The request:
Rewrite all of the material below as a numbered list, one item per line, omitting any blank lines.

Materials provided:
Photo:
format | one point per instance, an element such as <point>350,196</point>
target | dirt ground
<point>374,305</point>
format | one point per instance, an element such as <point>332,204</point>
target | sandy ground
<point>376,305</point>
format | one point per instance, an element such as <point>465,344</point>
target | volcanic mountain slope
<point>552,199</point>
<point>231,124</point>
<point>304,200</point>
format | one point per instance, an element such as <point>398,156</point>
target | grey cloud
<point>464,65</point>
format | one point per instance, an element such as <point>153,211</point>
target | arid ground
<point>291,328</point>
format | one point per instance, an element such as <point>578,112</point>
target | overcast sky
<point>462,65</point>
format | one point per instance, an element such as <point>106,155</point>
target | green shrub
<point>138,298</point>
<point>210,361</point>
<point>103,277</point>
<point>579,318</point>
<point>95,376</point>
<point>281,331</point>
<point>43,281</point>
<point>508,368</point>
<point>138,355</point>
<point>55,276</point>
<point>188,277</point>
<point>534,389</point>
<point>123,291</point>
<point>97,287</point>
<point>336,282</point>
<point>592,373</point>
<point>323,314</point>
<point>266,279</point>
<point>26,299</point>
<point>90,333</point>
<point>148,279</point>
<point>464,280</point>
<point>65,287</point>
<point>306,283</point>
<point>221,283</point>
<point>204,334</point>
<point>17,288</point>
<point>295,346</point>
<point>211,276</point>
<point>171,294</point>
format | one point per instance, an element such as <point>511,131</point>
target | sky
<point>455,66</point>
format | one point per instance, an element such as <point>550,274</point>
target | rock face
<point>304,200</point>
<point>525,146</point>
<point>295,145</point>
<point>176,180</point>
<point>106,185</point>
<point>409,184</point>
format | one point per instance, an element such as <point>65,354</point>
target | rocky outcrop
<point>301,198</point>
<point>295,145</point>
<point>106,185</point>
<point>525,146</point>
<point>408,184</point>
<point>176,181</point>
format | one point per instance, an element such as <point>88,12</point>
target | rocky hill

Full response:
1. Photo:
2. format | one point per instance, an element such as <point>350,196</point>
3. target | dirt ground
4. <point>374,305</point>
5. format | one point per instance, an element such as <point>332,204</point>
6. target | sandy ground
7. <point>376,305</point>
8. format | one point per instance, an element such as <point>465,344</point>
9. target | volcanic mountain slope
10. <point>552,199</point>
11. <point>231,124</point>
12. <point>304,200</point>
13. format | one point per instance, an element such as <point>398,156</point>
14. target | grey cloud
15. <point>464,65</point>
16. format | one point per instance, an element such as <point>153,211</point>
17. target | arid ground
18. <point>291,328</point>
19. format | one point per instance, an element such as <point>578,112</point>
20. target | overcast sky
21. <point>462,65</point>
22. format | one point per instance, an element such as <point>106,155</point>
23. target | green shrub
24. <point>138,298</point>
25. <point>210,361</point>
26. <point>103,277</point>
27. <point>579,318</point>
28. <point>95,376</point>
29. <point>281,331</point>
30. <point>43,281</point>
31. <point>508,368</point>
32. <point>138,355</point>
33. <point>55,276</point>
34. <point>188,277</point>
35. <point>534,389</point>
36. <point>123,291</point>
37. <point>97,287</point>
38. <point>336,282</point>
39. <point>592,373</point>
40. <point>323,314</point>
41. <point>266,279</point>
42. <point>26,299</point>
43. <point>90,333</point>
44. <point>148,279</point>
45. <point>464,280</point>
46. <point>65,287</point>
47. <point>306,283</point>
48. <point>221,283</point>
49. <point>204,334</point>
50. <point>17,288</point>
51. <point>295,346</point>
52. <point>211,276</point>
53. <point>171,294</point>
54. format | one point per instance, an element such as <point>511,131</point>
55. target | sky
56. <point>455,66</point>
57. format | one point per instance, an element such as <point>550,274</point>
58. target | rock face
59. <point>304,200</point>
60. <point>525,146</point>
61. <point>295,145</point>
62. <point>176,180</point>
63. <point>106,185</point>
64. <point>409,184</point>
65. format | one point per instance, an element such as <point>65,354</point>
66. target | rocky outcrop
67. <point>301,198</point>
68. <point>295,145</point>
69. <point>106,185</point>
70. <point>525,146</point>
71. <point>408,184</point>
72. <point>176,181</point>
73. format | one point per instance, an element such as <point>88,12</point>
74. target | rocky hill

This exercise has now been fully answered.